* **PASSAGE SHOWN**
----------------

Atom Willard, Matt Wachter, Tom DeLonge and David Kennedy of Angels & Airwaves, playing the Pompano Beach Amphitheater on Friday. (Courtesy Live Nation)
Since the band was first pulled together in 2005, there’s always been something a little different about what’s going on with Angels & Airwaves.
It initially got attention for being a “side project” for Blink-182 guitarist/singer Tom DeLonge Jr., but quickly gained a lot more for bringing together four musicians grounded in punk who were outputting music that was more sweeping and cinematic.
And now, AVA — the “V” in the middle serves as an inversion of the second “A” — is continuing to do things a little differently, releasing its newest album, Love, for free on the Internet and putting together a movie by the same name that takes the new music and tells a story through it.
“Angels & Airwaves is really a band about a bigger picture,” said drummer Atom Willard.
Musically, Angels & Airwaves, which is playing the Pompano Beach Amphitheater Friday night, May 14, has a more positive approach to its lyrics, and Willard says group members believe they can change the world through attitude.
“We’re trying to inspire people to see the good and positive side to life,” he said. “There’s a lot of gloom and doom in music right now, and yeah, it’s all a part of life and growing up, but the more you focus on that stuff, the more it’s going to surround you. If you want to have a little more positive outlook on your world, you can actually have a positive effect on the entire world.”
The idea of releasing the Love LP free has been gestating among Willard, DeLonge and AVA’s two other members, guitarist David Kennedy and bassist Matt Wachter, ever since they were working on their second album, I-Empire.
“Music in general isn’t selling the way it used to,” Willard said. “In the last five or six years, we’ve seen the industry decline at a rapid pace, in terms of its old ideas. You can still make a living at this, but the old days of five Ferraris in the driveway are over.

----------------

Entries pointing to named objects:
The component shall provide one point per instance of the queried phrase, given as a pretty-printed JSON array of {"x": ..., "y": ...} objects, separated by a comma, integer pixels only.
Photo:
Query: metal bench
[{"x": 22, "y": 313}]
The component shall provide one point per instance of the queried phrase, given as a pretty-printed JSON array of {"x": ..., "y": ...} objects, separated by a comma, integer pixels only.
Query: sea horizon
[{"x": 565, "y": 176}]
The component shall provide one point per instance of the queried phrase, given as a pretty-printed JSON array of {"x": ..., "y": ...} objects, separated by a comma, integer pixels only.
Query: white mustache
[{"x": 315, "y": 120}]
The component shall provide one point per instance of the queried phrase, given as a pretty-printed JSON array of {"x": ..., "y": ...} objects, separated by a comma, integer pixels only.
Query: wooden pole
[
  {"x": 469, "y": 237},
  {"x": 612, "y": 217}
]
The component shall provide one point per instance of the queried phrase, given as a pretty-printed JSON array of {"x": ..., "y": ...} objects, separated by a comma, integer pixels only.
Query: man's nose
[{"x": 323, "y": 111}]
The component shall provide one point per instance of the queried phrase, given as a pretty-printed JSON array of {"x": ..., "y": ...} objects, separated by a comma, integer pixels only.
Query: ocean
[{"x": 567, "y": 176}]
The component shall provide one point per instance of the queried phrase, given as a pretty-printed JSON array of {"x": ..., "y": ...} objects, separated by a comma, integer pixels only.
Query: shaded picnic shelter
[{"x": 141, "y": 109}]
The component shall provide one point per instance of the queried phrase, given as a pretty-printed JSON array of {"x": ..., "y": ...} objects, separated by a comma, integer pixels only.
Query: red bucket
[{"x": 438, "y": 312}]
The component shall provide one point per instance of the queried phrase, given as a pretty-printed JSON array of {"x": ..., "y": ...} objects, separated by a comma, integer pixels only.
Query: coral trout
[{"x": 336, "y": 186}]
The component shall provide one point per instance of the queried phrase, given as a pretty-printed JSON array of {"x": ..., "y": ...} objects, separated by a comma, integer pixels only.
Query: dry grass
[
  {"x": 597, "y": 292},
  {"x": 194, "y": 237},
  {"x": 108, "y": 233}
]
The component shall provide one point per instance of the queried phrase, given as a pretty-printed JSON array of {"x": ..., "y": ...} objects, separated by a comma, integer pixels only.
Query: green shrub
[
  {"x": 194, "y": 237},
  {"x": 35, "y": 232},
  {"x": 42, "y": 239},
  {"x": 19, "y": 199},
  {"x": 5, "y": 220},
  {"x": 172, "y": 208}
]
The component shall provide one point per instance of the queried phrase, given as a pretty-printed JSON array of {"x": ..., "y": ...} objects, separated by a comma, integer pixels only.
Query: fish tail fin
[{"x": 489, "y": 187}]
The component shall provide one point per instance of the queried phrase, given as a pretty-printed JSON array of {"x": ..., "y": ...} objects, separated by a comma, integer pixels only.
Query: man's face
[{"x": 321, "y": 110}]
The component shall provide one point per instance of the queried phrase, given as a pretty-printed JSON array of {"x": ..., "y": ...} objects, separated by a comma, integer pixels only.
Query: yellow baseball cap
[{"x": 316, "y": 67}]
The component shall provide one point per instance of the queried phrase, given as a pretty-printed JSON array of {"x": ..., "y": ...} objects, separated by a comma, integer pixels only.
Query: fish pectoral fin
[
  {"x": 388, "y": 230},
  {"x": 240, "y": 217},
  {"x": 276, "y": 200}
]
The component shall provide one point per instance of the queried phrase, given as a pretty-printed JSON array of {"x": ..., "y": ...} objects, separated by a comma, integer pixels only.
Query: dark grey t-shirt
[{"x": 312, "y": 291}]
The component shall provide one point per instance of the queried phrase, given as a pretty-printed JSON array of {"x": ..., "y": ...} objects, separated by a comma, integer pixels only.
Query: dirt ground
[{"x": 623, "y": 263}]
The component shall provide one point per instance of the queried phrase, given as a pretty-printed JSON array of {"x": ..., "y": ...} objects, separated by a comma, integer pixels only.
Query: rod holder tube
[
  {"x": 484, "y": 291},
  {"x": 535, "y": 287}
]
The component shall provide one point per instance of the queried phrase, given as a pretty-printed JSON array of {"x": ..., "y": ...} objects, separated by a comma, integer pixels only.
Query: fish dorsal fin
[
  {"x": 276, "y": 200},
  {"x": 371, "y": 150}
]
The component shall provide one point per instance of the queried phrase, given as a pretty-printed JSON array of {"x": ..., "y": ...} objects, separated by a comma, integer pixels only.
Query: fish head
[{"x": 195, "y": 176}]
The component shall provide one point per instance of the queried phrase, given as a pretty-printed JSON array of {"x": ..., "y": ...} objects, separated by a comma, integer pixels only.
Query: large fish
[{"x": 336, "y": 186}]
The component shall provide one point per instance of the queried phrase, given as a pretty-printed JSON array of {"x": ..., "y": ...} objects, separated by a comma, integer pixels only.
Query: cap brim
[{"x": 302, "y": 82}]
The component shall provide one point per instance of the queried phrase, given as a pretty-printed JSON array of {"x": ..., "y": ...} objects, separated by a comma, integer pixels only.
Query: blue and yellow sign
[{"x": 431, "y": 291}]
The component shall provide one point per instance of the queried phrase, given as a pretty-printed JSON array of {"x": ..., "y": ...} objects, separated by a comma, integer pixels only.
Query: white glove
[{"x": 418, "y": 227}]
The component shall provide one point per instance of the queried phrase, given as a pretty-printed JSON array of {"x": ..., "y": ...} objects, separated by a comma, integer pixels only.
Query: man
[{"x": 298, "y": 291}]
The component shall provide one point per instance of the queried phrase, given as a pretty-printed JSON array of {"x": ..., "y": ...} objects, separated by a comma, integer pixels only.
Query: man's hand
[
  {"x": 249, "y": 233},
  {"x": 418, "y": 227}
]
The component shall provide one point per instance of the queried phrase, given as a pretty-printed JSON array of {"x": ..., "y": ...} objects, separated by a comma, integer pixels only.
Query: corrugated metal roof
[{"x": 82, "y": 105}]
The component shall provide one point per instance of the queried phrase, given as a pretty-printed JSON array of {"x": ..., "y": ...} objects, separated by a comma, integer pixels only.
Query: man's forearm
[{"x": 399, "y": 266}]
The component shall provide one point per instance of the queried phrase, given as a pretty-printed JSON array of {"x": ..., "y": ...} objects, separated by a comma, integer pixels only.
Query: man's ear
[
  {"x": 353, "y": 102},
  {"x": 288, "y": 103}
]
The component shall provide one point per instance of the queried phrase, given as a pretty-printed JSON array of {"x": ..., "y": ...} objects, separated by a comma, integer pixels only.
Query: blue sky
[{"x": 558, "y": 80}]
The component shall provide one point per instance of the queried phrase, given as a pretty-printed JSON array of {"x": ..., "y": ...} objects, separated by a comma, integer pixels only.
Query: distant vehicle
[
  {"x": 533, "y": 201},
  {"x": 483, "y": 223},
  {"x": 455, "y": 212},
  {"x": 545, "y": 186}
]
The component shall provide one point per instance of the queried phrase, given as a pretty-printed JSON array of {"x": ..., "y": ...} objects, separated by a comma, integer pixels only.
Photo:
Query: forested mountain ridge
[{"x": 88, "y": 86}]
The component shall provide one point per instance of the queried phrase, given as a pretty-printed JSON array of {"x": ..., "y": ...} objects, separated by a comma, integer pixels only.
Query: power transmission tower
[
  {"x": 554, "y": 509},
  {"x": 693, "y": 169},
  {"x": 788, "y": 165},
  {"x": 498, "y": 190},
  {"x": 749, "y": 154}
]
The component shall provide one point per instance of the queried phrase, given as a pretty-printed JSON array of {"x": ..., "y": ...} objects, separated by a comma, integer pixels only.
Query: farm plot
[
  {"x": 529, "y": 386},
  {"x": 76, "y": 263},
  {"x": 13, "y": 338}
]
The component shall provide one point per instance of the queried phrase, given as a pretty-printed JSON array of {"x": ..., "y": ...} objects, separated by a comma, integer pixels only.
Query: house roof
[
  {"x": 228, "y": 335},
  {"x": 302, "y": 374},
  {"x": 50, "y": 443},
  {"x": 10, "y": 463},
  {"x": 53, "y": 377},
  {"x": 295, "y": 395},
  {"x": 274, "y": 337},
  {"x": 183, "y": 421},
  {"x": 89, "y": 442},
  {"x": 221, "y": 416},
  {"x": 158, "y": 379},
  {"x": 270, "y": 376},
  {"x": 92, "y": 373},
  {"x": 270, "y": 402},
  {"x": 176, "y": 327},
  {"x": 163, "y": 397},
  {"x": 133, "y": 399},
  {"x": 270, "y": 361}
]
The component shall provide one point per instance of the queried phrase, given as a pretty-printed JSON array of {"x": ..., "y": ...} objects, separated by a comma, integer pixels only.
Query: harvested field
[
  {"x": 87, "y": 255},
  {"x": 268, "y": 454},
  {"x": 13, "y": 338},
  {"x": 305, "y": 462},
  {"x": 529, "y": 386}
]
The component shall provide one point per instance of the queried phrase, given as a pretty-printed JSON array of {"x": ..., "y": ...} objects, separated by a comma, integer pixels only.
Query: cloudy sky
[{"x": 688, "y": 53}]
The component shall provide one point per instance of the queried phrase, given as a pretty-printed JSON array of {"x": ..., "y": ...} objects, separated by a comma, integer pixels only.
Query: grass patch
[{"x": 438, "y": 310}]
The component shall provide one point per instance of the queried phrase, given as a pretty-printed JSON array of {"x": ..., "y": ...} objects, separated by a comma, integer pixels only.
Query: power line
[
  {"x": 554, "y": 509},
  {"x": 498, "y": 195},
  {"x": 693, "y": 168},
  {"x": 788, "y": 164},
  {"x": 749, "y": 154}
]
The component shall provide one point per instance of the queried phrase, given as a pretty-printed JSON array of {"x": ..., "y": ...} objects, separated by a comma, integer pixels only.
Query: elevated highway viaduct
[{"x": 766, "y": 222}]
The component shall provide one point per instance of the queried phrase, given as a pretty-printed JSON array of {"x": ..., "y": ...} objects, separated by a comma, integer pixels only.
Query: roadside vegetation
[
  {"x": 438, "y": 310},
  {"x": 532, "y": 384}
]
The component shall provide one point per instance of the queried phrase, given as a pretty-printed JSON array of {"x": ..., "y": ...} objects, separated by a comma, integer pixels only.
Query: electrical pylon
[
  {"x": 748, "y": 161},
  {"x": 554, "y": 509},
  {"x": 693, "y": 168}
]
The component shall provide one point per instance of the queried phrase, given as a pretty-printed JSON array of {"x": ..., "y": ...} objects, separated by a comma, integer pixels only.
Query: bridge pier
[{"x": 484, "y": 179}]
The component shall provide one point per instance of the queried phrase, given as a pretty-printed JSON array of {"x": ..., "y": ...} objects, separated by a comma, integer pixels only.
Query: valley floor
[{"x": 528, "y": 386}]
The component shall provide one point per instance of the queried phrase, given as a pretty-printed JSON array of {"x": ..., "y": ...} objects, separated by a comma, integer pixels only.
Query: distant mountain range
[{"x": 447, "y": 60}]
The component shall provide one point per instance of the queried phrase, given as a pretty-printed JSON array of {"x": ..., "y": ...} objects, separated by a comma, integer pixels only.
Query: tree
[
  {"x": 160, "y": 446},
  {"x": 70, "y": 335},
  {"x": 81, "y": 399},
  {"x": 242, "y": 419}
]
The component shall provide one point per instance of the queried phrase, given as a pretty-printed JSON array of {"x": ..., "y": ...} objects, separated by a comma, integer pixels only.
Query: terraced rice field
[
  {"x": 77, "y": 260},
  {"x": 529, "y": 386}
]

----------------

* **EXERCISE AIM**
Please return the Angels & Airwaves article word for word from "It initially got" up to and including "world through attitude.".

* **FINAL RESULT**
It initially got attention for being a “side project” for Blink-182 guitarist/singer Tom DeLonge Jr., but quickly gained a lot more for bringing together four musicians grounded in punk who were outputting music that was more sweeping and cinematic.
And now, AVA — the “V” in the middle serves as an inversion of the second “A” — is continuing to do things a little differently, releasing its newest album, Love, for free on the Internet and putting together a movie by the same name that takes the new music and tells a story through it.
“Angels & Airwaves is really a band about a bigger picture,” said drummer Atom Willard.
Musically, Angels & Airwaves, which is playing the Pompano Beach Amphitheater Friday night, May 14, has a more positive approach to its lyrics, and Willard says group members believe they can change the world through attitude.